→ **Try it**: State only how many lines in the listing contain the string "stand".

→ **Data to use**:
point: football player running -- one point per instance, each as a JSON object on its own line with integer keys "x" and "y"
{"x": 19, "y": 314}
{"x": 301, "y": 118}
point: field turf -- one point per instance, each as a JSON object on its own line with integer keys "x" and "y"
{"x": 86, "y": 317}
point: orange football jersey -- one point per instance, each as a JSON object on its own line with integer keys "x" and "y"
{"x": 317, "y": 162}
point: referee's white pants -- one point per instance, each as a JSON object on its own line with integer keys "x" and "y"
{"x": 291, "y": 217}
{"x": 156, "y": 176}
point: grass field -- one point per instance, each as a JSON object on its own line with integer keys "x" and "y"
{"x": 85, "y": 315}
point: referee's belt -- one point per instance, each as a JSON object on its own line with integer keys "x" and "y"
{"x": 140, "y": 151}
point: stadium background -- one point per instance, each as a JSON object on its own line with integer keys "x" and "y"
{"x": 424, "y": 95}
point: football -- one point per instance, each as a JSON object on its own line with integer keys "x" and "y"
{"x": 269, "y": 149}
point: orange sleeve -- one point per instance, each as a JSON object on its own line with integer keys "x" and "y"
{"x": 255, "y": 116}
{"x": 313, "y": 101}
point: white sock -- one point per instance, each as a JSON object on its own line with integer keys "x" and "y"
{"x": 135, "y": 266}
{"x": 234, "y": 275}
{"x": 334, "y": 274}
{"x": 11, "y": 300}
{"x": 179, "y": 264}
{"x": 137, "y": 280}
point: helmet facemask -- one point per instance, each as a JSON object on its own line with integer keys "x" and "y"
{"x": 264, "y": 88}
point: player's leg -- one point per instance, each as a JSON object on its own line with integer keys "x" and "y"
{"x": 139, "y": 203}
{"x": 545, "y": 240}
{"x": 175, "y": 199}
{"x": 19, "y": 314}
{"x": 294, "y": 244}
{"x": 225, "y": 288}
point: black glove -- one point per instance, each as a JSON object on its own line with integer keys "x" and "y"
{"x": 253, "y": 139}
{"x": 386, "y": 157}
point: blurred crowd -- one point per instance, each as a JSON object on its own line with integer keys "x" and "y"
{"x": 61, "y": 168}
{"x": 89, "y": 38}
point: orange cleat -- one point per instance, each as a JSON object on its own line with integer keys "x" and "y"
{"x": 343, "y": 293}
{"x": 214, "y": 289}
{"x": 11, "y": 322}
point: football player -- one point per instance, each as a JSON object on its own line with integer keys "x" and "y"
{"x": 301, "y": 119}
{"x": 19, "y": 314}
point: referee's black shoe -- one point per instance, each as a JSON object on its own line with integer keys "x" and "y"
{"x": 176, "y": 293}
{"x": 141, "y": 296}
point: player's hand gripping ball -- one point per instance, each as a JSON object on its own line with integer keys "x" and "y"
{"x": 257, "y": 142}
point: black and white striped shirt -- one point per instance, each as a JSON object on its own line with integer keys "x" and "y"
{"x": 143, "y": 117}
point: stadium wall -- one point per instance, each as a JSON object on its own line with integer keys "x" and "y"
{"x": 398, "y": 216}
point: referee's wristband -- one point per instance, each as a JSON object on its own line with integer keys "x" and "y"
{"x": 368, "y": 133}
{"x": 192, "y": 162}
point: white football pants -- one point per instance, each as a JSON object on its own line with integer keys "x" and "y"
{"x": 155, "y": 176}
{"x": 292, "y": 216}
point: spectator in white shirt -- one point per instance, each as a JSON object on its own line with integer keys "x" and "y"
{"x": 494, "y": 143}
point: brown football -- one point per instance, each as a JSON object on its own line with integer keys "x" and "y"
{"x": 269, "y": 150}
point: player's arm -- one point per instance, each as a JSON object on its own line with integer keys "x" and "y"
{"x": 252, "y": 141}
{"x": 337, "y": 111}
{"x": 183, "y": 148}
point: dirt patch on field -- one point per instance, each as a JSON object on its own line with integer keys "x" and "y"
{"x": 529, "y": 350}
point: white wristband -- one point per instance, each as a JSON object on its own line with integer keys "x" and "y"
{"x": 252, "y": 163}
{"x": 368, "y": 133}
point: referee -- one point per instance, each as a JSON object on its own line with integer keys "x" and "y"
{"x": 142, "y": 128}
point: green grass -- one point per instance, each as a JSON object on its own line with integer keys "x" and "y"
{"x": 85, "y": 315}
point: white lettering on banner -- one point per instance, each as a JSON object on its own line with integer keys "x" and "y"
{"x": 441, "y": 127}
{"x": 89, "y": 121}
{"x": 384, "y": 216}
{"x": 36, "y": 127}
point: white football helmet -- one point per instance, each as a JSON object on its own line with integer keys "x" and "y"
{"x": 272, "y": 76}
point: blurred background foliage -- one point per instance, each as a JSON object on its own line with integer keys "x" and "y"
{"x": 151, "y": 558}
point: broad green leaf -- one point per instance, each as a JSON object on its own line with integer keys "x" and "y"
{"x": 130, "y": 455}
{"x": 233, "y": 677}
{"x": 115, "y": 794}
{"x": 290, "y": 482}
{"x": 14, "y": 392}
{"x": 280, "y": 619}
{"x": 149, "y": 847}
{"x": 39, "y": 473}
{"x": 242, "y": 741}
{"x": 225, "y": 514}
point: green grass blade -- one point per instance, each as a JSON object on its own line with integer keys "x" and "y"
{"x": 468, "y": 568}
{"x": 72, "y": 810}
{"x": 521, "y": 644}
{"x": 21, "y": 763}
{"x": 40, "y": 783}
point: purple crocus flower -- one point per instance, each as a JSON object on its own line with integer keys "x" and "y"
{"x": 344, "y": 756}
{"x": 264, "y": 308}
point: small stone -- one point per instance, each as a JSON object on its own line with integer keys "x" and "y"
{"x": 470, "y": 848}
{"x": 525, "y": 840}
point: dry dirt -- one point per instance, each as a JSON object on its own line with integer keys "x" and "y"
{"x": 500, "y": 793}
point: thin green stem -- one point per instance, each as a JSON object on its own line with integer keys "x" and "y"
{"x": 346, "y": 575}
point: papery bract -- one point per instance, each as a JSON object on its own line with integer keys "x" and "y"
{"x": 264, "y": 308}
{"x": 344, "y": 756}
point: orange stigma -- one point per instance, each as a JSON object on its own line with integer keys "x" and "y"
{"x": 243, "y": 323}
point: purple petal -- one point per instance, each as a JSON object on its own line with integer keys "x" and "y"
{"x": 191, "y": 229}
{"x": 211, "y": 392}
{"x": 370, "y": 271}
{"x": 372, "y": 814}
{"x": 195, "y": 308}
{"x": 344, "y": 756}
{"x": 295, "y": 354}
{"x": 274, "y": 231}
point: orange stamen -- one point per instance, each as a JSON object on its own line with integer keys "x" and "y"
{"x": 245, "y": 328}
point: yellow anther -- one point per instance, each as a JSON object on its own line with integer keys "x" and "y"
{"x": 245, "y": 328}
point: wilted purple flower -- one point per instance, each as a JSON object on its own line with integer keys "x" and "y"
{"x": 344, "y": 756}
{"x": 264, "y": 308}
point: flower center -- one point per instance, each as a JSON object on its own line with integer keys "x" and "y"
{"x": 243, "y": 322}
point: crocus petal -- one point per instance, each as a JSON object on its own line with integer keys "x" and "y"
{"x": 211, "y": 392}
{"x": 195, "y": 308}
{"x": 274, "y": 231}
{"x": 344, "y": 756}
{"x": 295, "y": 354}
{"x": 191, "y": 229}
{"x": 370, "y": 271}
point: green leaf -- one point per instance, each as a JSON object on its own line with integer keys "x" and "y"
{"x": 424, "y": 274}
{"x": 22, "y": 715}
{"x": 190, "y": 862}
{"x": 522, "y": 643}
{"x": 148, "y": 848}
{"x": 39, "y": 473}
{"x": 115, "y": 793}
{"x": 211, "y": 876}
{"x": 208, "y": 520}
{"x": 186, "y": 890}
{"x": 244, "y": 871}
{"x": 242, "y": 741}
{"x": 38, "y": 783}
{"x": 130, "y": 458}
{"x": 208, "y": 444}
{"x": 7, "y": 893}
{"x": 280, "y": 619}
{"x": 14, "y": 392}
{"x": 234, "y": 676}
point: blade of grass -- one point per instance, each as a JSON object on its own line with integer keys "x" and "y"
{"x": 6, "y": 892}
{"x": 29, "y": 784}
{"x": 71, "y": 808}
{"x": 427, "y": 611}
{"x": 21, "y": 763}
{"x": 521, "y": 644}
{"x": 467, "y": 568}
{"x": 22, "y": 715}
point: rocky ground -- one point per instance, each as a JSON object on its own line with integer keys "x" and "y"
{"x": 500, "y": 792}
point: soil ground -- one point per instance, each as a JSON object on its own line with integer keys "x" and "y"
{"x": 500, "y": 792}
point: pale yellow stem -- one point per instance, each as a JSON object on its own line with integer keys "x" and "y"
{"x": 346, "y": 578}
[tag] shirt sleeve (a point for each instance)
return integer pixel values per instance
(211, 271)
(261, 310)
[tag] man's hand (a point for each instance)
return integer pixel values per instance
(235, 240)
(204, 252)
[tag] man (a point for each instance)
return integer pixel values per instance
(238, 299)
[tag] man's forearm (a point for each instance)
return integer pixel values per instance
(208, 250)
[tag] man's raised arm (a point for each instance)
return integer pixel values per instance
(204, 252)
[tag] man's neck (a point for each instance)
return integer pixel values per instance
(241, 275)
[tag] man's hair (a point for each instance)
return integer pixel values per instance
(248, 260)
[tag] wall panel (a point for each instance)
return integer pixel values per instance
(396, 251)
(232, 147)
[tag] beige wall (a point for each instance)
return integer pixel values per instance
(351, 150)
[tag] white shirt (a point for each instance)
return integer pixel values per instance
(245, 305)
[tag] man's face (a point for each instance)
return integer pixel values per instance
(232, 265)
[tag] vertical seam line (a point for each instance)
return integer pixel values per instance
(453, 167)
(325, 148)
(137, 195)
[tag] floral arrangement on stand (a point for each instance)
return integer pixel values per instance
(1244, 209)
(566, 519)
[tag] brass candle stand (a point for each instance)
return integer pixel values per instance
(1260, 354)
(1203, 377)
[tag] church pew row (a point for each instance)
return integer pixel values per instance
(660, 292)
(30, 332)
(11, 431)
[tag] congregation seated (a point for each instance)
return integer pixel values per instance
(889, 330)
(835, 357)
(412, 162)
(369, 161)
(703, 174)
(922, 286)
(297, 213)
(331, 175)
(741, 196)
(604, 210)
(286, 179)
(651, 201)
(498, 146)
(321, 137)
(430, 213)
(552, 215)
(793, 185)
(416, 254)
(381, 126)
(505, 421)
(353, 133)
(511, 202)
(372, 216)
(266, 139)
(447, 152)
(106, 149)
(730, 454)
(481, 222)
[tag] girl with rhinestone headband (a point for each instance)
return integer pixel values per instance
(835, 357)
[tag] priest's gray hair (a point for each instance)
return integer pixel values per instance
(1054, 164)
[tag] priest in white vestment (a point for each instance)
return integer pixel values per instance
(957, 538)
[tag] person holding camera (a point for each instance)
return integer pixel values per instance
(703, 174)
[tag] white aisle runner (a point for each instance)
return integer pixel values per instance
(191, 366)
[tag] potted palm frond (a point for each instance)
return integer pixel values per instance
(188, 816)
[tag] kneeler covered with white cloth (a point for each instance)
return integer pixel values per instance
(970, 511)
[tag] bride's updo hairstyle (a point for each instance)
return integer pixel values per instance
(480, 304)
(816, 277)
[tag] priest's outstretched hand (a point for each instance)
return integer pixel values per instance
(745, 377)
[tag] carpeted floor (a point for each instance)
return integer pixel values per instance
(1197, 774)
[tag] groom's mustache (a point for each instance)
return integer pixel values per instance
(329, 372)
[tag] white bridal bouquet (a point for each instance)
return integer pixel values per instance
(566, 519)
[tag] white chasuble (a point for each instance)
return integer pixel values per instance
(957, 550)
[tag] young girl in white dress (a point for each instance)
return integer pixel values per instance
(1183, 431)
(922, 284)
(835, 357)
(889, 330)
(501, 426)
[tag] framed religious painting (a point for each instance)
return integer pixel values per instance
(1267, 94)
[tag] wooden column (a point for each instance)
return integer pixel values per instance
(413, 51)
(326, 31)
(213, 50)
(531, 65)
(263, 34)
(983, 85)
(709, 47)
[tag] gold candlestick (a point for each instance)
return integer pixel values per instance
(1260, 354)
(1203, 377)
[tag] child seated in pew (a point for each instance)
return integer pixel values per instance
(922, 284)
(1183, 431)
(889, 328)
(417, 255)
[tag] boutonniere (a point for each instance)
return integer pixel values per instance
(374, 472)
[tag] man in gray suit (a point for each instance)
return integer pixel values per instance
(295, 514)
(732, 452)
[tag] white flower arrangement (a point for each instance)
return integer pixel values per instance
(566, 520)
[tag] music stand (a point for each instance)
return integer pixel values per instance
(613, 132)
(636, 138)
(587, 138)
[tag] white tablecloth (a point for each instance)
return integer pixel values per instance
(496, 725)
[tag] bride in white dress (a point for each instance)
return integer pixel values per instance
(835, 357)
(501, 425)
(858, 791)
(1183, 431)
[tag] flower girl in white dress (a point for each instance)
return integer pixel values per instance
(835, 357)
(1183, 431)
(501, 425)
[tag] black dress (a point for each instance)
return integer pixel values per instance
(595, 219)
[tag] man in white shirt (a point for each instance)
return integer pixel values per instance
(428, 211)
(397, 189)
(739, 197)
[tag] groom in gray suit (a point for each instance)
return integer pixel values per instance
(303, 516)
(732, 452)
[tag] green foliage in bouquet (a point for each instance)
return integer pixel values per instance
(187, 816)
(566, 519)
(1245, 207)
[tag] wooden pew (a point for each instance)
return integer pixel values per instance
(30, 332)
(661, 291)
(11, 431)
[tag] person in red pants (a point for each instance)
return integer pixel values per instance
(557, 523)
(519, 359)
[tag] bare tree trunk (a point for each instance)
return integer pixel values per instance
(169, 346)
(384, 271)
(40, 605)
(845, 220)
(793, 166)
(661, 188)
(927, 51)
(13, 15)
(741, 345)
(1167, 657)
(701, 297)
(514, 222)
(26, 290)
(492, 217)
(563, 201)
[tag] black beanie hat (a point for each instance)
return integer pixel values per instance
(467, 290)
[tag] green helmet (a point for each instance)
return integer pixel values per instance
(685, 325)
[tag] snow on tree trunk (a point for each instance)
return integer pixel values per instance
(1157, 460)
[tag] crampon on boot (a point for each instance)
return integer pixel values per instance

→ **Solution below**: 3